== Text segment
# Blue Marlin



## Capt. Ed (Aug 15, 2011)

Legacy released 2 Blue Marlin a little north of elbow area today.
The first fish hit a way back miller lure and weighed approx.150 to
175 lbs.We raised 2 more billfish one threw the hook while the second was a
small rat blue marlin around 80 to 100 lbs released boatside.
Standing By
Capt. Ed


----------



## Bub (Oct 7, 2007)

Way to go. cant' wait to get out there on monday


----------



## Chris V (Oct 18, 2007)

Thanks for the report Capt.

I'll be out there the next 3 days in a row.


----------



## Capt. Ed (Aug 15, 2011)

Good luck Capts.
tight lines 
Capt Ed


----------



## Bub (Oct 7, 2007)

Chris V said:


> Thanks for the report Capt.
> 
> I'll be out there the next 3 days in a row.


lucky bas***d lol


----------



## Chris V (Oct 18, 2007)

Bub said:


> lucky bas***d lol


Haha! Loser j/k


----------



## ycanti (Jul 13, 2011)

Way to go capt Ed 


----------



## cobe killer (Apr 13, 2008)

nice job capt'n!!!!! heard ya'll chattering on the radio. we trolled hard and pulled up 2 phins 1 was a gaffer the other a slinger.had a "small" bill crash a lure at the boat but didn't get the point.theres always next time.


----------



## Matt09 (Jun 6, 2008)

Bub said:


> Way to go. cant' wait to get out there on monday


Same here bub


----------



## Capt. Ed (Aug 15, 2011)

Thanks every now and then you get lucky and everything
seems to work.Tight lines and good fishing to you.


----------
====
Exercise aim:
In the blue marlin fishing thread, about how much did the first fish that Legacy released weigh?
== Material
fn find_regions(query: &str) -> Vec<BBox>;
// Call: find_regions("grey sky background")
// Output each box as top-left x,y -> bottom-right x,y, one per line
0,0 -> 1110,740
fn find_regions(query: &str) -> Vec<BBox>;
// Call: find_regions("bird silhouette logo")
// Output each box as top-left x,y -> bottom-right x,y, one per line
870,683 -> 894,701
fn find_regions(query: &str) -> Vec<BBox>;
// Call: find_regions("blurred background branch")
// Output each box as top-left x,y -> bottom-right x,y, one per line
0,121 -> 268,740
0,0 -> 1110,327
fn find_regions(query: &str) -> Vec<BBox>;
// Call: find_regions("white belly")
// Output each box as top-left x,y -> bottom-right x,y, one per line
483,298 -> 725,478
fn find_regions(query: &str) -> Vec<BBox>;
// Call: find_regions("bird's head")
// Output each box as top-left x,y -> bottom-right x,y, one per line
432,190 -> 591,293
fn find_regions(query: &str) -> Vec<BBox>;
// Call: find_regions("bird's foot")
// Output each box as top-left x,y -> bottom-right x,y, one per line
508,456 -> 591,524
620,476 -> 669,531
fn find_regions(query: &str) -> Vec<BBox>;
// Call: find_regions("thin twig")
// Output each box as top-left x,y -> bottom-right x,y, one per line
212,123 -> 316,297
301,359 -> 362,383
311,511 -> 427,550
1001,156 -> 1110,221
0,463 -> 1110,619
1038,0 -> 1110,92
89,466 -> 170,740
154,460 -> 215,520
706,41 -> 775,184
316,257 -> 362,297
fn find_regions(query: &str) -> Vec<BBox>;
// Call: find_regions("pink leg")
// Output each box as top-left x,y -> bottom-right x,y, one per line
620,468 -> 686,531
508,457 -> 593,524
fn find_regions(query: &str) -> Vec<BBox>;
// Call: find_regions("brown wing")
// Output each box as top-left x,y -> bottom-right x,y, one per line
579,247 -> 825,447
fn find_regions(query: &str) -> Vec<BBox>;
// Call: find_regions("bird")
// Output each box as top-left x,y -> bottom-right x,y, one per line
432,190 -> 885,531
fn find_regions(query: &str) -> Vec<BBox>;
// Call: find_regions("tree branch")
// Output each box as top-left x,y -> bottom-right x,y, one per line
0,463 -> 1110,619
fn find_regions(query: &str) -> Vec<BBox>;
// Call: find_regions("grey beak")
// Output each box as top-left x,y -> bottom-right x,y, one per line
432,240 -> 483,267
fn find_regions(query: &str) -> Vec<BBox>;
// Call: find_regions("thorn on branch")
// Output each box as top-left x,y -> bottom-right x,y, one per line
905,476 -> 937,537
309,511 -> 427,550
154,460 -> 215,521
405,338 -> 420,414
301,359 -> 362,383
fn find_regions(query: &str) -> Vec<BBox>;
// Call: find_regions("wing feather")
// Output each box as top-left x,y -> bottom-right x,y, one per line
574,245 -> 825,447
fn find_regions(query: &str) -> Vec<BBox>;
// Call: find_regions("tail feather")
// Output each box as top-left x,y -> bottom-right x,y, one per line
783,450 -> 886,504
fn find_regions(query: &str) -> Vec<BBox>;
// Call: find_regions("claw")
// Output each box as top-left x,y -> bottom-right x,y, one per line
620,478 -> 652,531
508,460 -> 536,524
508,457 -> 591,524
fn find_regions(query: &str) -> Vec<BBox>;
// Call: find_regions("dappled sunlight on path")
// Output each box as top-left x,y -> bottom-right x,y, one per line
====
Response to this task:
Approximately 150 to 175 lbs.